| PASSAGE TO READ |
□ □ □ □

# tanwiin تنوين in a proper name



## Ibn Nacer

Hello,

Proper names are defined by nature, so what are the reasons why the Proper names have tanwîn or not?

Les noms propres sont définis par nature alors je me demande quelles sont les raisons pour lesquelles ils ont ou non un tanwîn, quelles sont les causes grammaticales ?


Merci.


----------



## WadiH

They are semantically definite but grammatically they can be either definite (الزبير، الطفيل، عبد الله، صلاح الدين) or indefinite (محمد، هند، خالد).


----------



## Ibn Nacer

The grammatical reasons are the same as any common noun? (Les raisons grammaticales sont-elles les mêmes que pour n'importe quel nom commun ?)

Proper names can not have the definite article or am I wrong? الزبير and الطفيل are proper names with the definite article?
Can they be Mudhaf?

*EDIT :*
Exemples tirés d'ici :  http://www.madinaharabic.com/Arabic_.../L004_009.html : مُحَمَّدٌ   طَالِبٌ et أَحْمَدُ طَالِبٌ

Les deux noms propres ont la même fonction grammaticale, ils sont sujets d'une phrase nominale (c'est-à-dire  مُبْتَدأ)   mais pourtant seul un des deux a un tanwîn, ceci me fait penser que le   fait qu'un nom propre ait ou non un tanwîn n'est pas lié à sa fonction   grammaticale, c'est du moins vrai dans cet exemple.

Du coup je me demande si cela n'est pas lié au nom  lui même ce qui impliquerait que certains noms propres ont toujours un  tanwîn et que d'autres n'en ont jamais. Par exemple est-ce qu'il est  possible que Ahmad ait le tanwîn et que Muhammad ne l'ait pas  contrairement aux exemples cités ?

Qu'en pensez-vous ?


----------



## kid koodii

I do not speak French but it would seem that many common names are in idaafa construct (salah addin, 3abd allah as given by Wadi Hanafa). However names are grammatically definite no matter what their construct-- "kitaabu muhammad" means "the book of muhammad", no matter what, and "al" is never necessary before the proper noun. aleisa kathalik?


----------



## psxws

Essentially the difference is the origin of the name, some names have tanwiin because they are words already in Arabic. Muhammad for example is an اسم مفعول and Khalid an اسم فاعل, they are both regularly constructed from their roots so that, even if you might not think of it as such, it was originally simply an adjective that came to be used as a proper name, so that grammatically it is still treated as such. Ahmad comes from the verb conjugation and so does not fall under these same rules.


----------



## Mahaodeh

kid koodii said:


> However names are grammatically definite no matter what their construct-- "kitaabu muhammad" means "the book of muhammad", no matter what, and "al" is never necessary before the proper noun. aleisa kathalik?

□ □ □ □

| DATASET EXCERPT |

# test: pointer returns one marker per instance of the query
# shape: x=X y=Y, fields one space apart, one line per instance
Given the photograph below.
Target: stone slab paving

□ □ □ □

| WHAT IS ASKED |
A – Repeat the part of the tanwiin thread that begins at the words "The grammatical reasons" and stops after "they be Mudhaf?".
B – In the tanwiin thread, what does psxws say the name Khalid is?
C – Say whether each statement agrees with the tanwiin thread, and quote the words that decide it: (i) WadiH says proper names are semantically definite. (ii) kid koodii says "al" is required before a proper noun. (iii) psxws says Ahmad comes from the verb conjugation.

| WORKED ANSWERS |
A –
The grammatical reasons are the same as any common noun? (Les raisons grammaticales sont-elles les mêmes que pour n'importe quel nom commun ?)

Proper names can not have the definite article or am I wrong? الزبير and الطفيل are proper names with the definite article?
Can they be Mudhaf?

B – An اسم فاعل.

C –
(i) Yes: "They are semantically definite"
(ii) No: "\"al\" is never necessary before the proper noun"
(iii) Yes: "Ahmad comes from the verb conjugation"